> _TASK PROMPT_
Copy each of the records below word for word, with nothing added, dropped, or changed.

> _EXTRACTED ENTRIES_
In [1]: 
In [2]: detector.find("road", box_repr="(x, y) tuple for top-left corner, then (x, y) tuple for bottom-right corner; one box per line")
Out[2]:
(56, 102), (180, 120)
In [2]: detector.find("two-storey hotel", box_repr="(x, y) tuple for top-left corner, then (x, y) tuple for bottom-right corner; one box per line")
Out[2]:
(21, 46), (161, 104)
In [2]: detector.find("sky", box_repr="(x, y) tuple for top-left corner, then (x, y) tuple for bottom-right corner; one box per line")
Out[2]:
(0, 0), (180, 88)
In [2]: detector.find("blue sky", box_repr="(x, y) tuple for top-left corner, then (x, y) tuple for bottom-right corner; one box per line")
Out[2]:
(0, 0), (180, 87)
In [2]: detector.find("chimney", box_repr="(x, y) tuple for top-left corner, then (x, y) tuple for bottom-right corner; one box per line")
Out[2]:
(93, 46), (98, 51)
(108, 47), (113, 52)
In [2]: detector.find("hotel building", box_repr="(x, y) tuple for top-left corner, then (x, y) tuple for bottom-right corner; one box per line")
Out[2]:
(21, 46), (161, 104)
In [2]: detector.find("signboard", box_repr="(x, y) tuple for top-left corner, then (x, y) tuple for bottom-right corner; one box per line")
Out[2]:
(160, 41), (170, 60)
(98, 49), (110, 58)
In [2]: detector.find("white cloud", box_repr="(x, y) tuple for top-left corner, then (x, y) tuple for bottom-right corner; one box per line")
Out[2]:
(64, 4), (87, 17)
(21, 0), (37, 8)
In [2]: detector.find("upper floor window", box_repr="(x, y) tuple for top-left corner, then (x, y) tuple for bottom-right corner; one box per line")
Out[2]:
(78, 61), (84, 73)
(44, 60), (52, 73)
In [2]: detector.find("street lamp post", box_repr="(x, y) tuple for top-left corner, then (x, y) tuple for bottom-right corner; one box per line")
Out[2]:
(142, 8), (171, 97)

> _RESPONSE BELOW_
In [1]: 
In [2]: detector.find("road", box_repr="(x, y) tuple for top-left corner, then (x, y) tuple for bottom-right corner; one box per line")
Out[2]:
(56, 102), (180, 120)
In [2]: detector.find("two-storey hotel", box_repr="(x, y) tuple for top-left corner, then (x, y) tuple for bottom-right corner; one box per line")
Out[2]:
(21, 46), (161, 104)
In [2]: detector.find("sky", box_repr="(x, y) tuple for top-left corner, then (x, y) tuple for bottom-right corner; one box per line")
Out[2]:
(0, 0), (180, 88)
In [2]: detector.find("blue sky", box_repr="(x, y) tuple for top-left corner, then (x, y) tuple for bottom-right corner; one box per line")
Out[2]:
(0, 0), (180, 87)
In [2]: detector.find("chimney", box_repr="(x, y) tuple for top-left corner, then (x, y) tuple for bottom-right corner; one box per line")
Out[2]:
(93, 46), (98, 51)
(108, 47), (113, 52)
In [2]: detector.find("hotel building", box_repr="(x, y) tuple for top-left corner, then (x, y) tuple for bottom-right corner; one box per line")
Out[2]:
(21, 46), (161, 104)
In [2]: detector.find("signboard", box_repr="(x, y) tuple for top-left corner, then (x, y) tuple for bottom-right corner; one box per line")
Out[2]:
(160, 41), (170, 60)
(98, 49), (110, 58)
In [2]: detector.find("white cloud", box_repr="(x, y) tuple for top-left corner, then (x, y) tuple for bottom-right corner; one box per line")
Out[2]:
(64, 4), (87, 17)
(21, 0), (37, 8)
In [2]: detector.find("upper floor window", box_repr="(x, y) tuple for top-left corner, then (x, y) tuple for bottom-right corner; one box per line")
Out[2]:
(78, 61), (84, 73)
(44, 60), (52, 73)
In [2]: detector.find("street lamp post", box_repr="(x, y) tuple for top-left corner, then (x, y) tuple for bottom-right corner; one box per line")
Out[2]:
(142, 8), (171, 97)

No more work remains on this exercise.